◆ EXTRACT PROVIDED ◆
2. A head for a lacrosse stick, the head having a generally V-shaped frame and comprising;
(a) a core area adapted to join a lacrosse handle;
(b) sidewalls extending from the core area to form the V-shaped frame;
(c) a scoop joining the sidewalls at their ends opposite to the core area, wherein the scoop has scoop thong holes adapted to receive thongs;
(d) a stop member joining the sidewalls at their ends opposite to the scoop, wherein the stop member has stop member thong holes adapted to receive the thongs from the scoop; and
(e) a lace lock adapted to receive the thongs from the stop member and to maintain tension on the thongs between the scoop and the lace lock, wherein the lace lock has a channeling hole for each thong to keep the thongs spaced apart, and wherein the lace lock includes a strap that engages a plurality of the thongs between the stop member and the channeling holes.
3. The head of claim 2, wherein the lace lock is adapted to secure to the head below the stop member.
4. The head of claim 2, wherein the lace lock is adapted to secure to a lacrosse handle joining the core area.
5. The head of claim 4, wherein the lace lock is adapted to secure to the lacrosse handle below the core area of the head.
6. The head of claim 2, wherein the lace lock comprises:
(i) ridges adapted to grip the thongs; and
(ii) a means for attaching the lace lock to the head, wherein the strap locks the plurality of the thongs against the ridges.
7. The head of claim 6, wherein the channeling holes are adapted to align and compress the thongs.
8. The head of claim 6, wherein the means for attaching the lace lock is selected from the group consisting of a screw through the lace lock and into a lacrosse handle joining the core area, a screw through the lace lock and into the head, a screw through the lace lock and into the head and the lacrosse handle, a hook and loop fastener, and an interference fit provided by matching configurations of the lace lock and the head.
9. The head of claim 2, wherein the head is a unitary structure such that the core area, the sidewalls, the scoop, the stop member, and the lace lock are a single piece.

◆ DATA SHOWN ◆
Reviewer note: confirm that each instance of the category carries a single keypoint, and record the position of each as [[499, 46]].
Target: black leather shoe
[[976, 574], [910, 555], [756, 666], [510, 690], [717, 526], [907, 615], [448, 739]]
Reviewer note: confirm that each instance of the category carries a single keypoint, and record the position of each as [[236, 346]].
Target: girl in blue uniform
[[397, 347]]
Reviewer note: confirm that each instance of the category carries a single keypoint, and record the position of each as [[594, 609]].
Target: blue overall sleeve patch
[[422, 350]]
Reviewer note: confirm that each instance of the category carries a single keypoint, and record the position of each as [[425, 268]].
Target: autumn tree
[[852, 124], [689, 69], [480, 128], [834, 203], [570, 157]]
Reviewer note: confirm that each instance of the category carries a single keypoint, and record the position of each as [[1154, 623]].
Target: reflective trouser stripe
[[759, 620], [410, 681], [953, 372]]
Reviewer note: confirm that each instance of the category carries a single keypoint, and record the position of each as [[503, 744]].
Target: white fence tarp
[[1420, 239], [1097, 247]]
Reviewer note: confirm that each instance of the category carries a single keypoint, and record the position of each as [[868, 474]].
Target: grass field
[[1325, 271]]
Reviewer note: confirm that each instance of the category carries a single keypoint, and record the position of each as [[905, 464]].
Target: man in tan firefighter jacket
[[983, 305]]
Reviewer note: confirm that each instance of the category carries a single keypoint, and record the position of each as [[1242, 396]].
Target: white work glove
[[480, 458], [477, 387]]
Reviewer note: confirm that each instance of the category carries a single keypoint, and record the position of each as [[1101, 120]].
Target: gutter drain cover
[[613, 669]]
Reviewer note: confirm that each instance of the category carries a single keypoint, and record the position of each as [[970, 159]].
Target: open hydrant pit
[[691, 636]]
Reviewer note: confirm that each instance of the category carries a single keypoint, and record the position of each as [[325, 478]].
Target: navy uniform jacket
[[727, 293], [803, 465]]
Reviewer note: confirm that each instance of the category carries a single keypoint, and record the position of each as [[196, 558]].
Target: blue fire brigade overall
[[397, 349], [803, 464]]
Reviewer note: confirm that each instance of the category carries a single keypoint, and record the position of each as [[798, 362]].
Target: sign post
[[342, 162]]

◆ YOUR TASKS ◆
#1 In the lacrosse head claims, what does the lace lock have for each thong?
#2 Write what comes next in the lacrosse head claims, starting after claim 9.

◆ RESULTS OF THE EXERCISE ◆
#1 A channeling hole that keeps the thongs spaced apart.

#2
10. The head of claim 2, wherein the stop member thong holes comprise at least one inner thong hole and at least two outer thong holes, and wherein the at least one inner thong hole and the at least two outer thong holes are configured such that thongs strung from the scoop to the stop member form a channel between the at least two outer thong holes.
11. The head of claim 2, wherein the stop member thong holes are adapted to compress the thongs.
12. A lacrosse stick comprising:
(a) a handle;
(b) a generally V-shaped lacrosse head, the head having a core area secured to the handle, sidewalls extending from the core area, a scoop joining the sidewalls at their ends opposite the core area, and a stop member joining the sidewalls at their ends opposite the scoop; and
(c) a lace lock attached to the lacrosse stick on a side of the stop member opposite the scoop, wherein the lace lock is adapted to receive thongs, wherein the lace lock has a channeling hole for each thong to keep the thongs spaced apart, and wherein the lace lock includes a strap that engages a plurality of the thongs between the stop member and the channeling holes.
13. The head of claim 12, wherein the lace lock is attached to at least one of the handle and the core area of the head.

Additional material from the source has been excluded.